• **DOCUMENT SEGMENT**
1. Developing a Prediction Model for Pathologic Complete Response Following Neoadjuvant Chemotherapy in Breast Cancer: A Comparison of Model Building Approaches
- Author
-
Robert B. Basmadjian, Shiying Kong, Devon J. Boyne, Tamer N. Jarada, Yuan Xu, Winson Y. Cheung, Sasha Lupichuk, May Lynn Quan, and Darren R. Brenner
- Subjects
Machine Learning ,ROC Curve ,Humans ,Breast Neoplasms ,Female ,Breast ,General Medicine ,Neoadjuvant Therapy - Abstract
PURPOSE The optimal characteristics among patients with breast cancer to recommend neoadjuvant chemotherapy is an active area of clinical research. We developed and compared several approaches to developing prediction models for pathologic complete response (pCR) among patients with breast cancer in Alberta. METHODS The study included all patients with breast cancer who received neoadjuvant chemotherapy in Alberta between 2012 and 2014 identified from the Alberta Cancer Registry. Patient, tumor, and treatment data were obtained through primary chart review. pCR was defined as no residual invasive tumor at surgical excision in breast or axilla. Two types of prediction models for pCR were built: (1) expert model: variables selected on the basis of oncologists' opinions and (2) data-driven model: variables selected by trained machine. These model types were fit using logistic regression (LR), random forests (RF), and gradient-boosted trees (GBT). We compared the models using area under the receiver operating characteristic curve and integrated calibration index, and internally validated using bootstrap resampling. RESULTS A total of 363 cases were included in the analyses, of which 86 experienced pCR. The RF and GBT fits yielded higher optimism-corrected area under the receiver operating characteristic curves compared with LR for the expert (RF: 0.70; GBT: 0.69; LR: 0.65) and data-driven models (RF: 0.71; GBT: 0.68; LR: 0.64). The LR fit yielded the lowest integrated calibration indices for the expert (LR: 0.037; GBT: 0.05; RF: 0.10) and data-driven models (LR: 0.026; GBT: 0.06; RF: 0.099). CONCLUSION Our models demonstrated predictive ability for pCR using routinely collected clinical and demographic variables. We show that machine learning fit methods can be used to optimize models for pCR prediction. We also show that additional variables beyond clinical expertise do not considerably improve predictive ability and may not be of value on the basis of the burden of data collection.
- Published
- 2022

• **DATA FOR ANALYSIS**
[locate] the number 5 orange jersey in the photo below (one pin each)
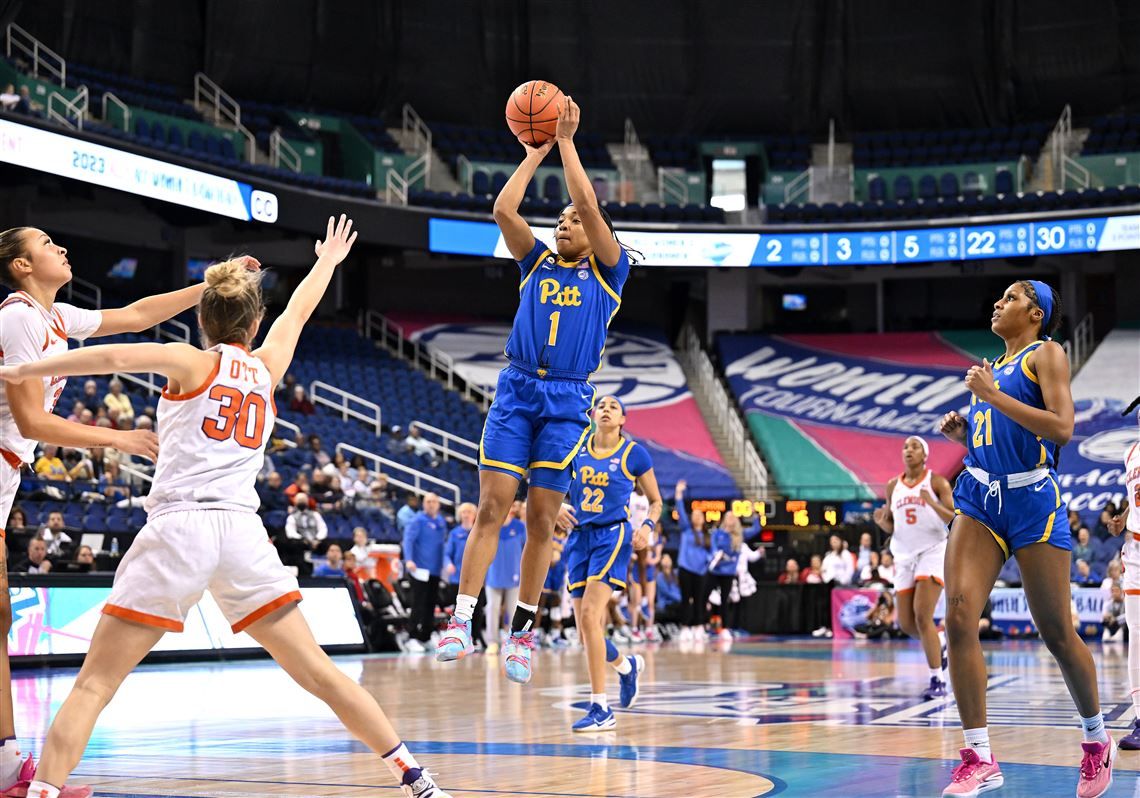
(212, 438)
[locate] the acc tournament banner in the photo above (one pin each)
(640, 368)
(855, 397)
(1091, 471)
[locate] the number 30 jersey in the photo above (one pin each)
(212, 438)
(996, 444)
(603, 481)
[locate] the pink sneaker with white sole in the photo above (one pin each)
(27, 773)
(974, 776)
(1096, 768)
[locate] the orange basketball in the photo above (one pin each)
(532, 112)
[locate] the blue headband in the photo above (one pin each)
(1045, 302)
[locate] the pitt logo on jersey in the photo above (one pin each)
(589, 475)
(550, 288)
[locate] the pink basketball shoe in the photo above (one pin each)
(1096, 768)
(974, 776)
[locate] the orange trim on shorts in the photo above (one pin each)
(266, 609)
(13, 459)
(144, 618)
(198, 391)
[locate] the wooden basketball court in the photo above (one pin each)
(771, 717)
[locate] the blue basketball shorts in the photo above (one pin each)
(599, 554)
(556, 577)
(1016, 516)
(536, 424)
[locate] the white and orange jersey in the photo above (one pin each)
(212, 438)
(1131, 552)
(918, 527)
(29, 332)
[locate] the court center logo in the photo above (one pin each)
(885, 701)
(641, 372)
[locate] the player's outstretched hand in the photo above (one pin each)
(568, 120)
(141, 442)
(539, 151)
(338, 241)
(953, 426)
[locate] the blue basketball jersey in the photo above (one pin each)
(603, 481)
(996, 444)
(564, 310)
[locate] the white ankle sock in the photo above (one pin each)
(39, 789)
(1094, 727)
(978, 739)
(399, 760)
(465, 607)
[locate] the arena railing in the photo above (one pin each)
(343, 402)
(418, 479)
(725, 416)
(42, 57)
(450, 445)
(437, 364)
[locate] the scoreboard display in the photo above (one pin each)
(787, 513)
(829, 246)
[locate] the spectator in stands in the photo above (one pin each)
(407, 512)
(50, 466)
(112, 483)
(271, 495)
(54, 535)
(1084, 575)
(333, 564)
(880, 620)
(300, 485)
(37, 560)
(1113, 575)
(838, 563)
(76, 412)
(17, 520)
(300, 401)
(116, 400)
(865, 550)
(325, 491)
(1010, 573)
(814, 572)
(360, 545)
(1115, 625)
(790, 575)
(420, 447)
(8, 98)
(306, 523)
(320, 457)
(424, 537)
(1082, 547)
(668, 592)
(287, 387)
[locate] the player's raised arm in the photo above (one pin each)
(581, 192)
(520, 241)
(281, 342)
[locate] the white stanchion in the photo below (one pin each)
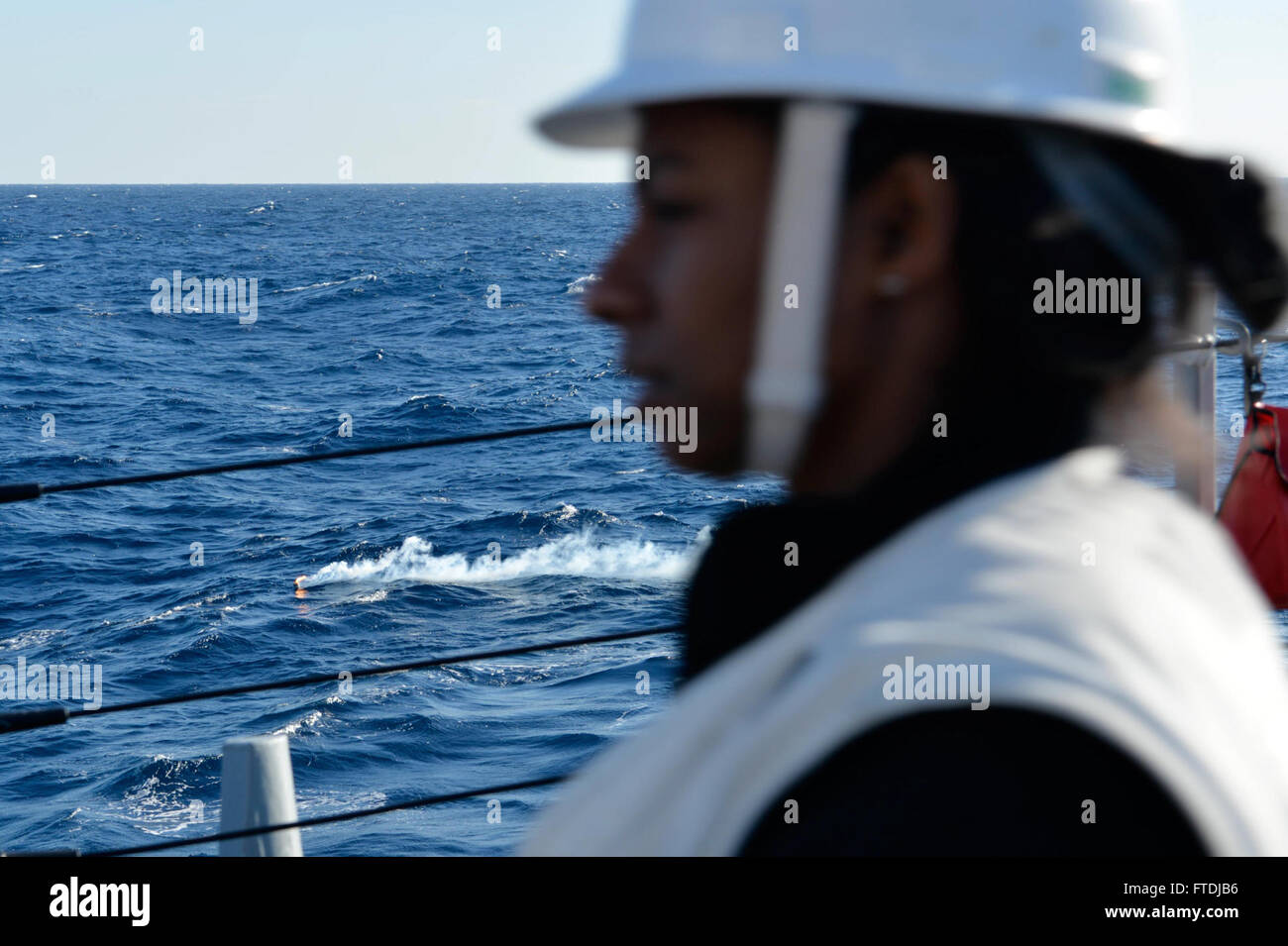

• **ASSIGNMENT**
In the abstract on pathologic complete response in breast cancer, how many cases were included in the analyses?

• **WRITTEN REPLY**
363 cases